> **EXERCISES**
1: In the passage on the bilingual biomedical NER system, what share of the entities in the newly generated CRAFT corpus were replaced?
2: Carry on writing the passage on the bilingual biomedical NER system, starting after its final sentence.

> **SELECTED TEXT**
*** Block opens ***

One of the main contributions of this study is the use of an English dataset in the biomedical domain to create a bilingual system. This NER system not only identifies NEs in both languages, but it does so using one of the datasets with the highest number of NEs (6 classes), where most datasets only contain a small number of NE classes based on the task at hand, such as diseases and chemicals (BC5CDR) or genes and proteins (GENIA). Even fewer NE classes are available in Spanish datasets, such as Chemical and proteins (PharmaCoNER) and Cancer concepts (CANTEMIST), both of which have a significantly different annotation scheme. Furthermore, NEs contained in CRAFT have not been annotated in Spanish texts. The synthetic dataset for Spanish was created using a “cheap translation” inspired by the success of back translation for NMT. The F1 score difference from the best performer, as shown in Table 3, is just 0.46 F1-score points, surpassing most systems in the literature and placing second, proving that the NER system’s training was successful. In contrast to the best performance reported in literature, our system is able to recognise NEs in two languages, EN and ES, and it is independent of dictionaries or external information.

Entity replacement was used as a second augmentation technique. Entities of the same tag were replaced with data extracted from the official ontologies employed by the annotators of CRAFT, as one of the issues was the OOV words, which are common in the biomedical domain due to the constant generation of terms. As a result, a different CRAFT corpus was generated with 20% of its entities replaced. In the future, alternative percentages of replacement might be evaluated and reported, as well as an attempt to replace the entire dataset.

*** Block closes ***

> **INFORMATION PROVIDED**
*** Block opens ***

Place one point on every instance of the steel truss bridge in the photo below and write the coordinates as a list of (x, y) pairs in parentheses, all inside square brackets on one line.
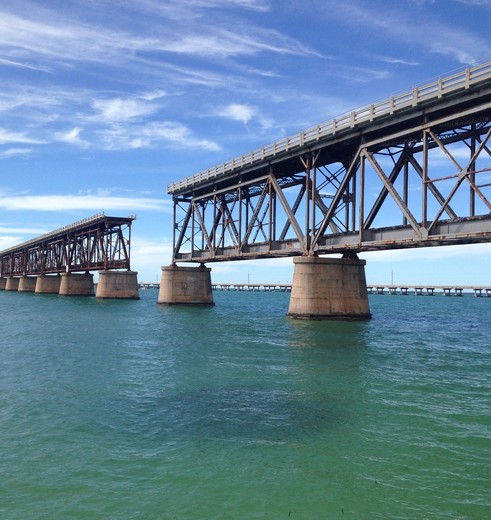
[(94, 244), (413, 170)]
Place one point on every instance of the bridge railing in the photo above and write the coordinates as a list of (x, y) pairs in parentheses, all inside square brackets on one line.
[(459, 81)]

*** Block closes ***

> **RESPONSES FOR EACH TASK**
1: 20% of its entities were replaced.

2:
In total, fourteen systems were trained for NER using a variety of dataset combinations, including the original dataset plus the Spanish version or the new CRAFT in English. We employed either direct fine-tuning by concatenating the datasets or continuous fine-tuning by sequentially training the separate datasets and using the transfer learning success of transformers. Systems trained via transfer learning performed best, while systems trained by concatenating datasets showed a downward trend in F-score. As in Lamurias & Couto (2019), the performance of the system did improve by combining datasets, but the transfer learning technique proved to be better. The scarcity and difficulty of biomedical annotated data in other languages can be solved by combining data augmentation with transfer learning, which also uses state-of-the-art systems. Such a method might be applied to different languages to improve results, using in-domain data without relying entirely on the transformers’ zero-shot capabilities, as well as for languages where zero-shot is not an option.

Our novel methodology will make it possible for another language to benefit from one of the biggest biomedical datasets for NER. This dataset, and methodology, can be beneficial for researchers and future studies on other datasets to cover more NE classes. Translations of the dataset in other languages can be used, either from English to the target language or by leveraging the already translated Spanish dataset to obtain another in a close (Romance) language. The proposed method in this research is applicable to larger Language Model architectures (LLMs) and is compatible with current quantization and training enhancement techniques. This approach is portable to other languages, provided any modern MT system has support for it. Incorporating an EWC into the training process to prevent catastrophic forgetting and increasing the learning of new weights in the NER system is another potential future project.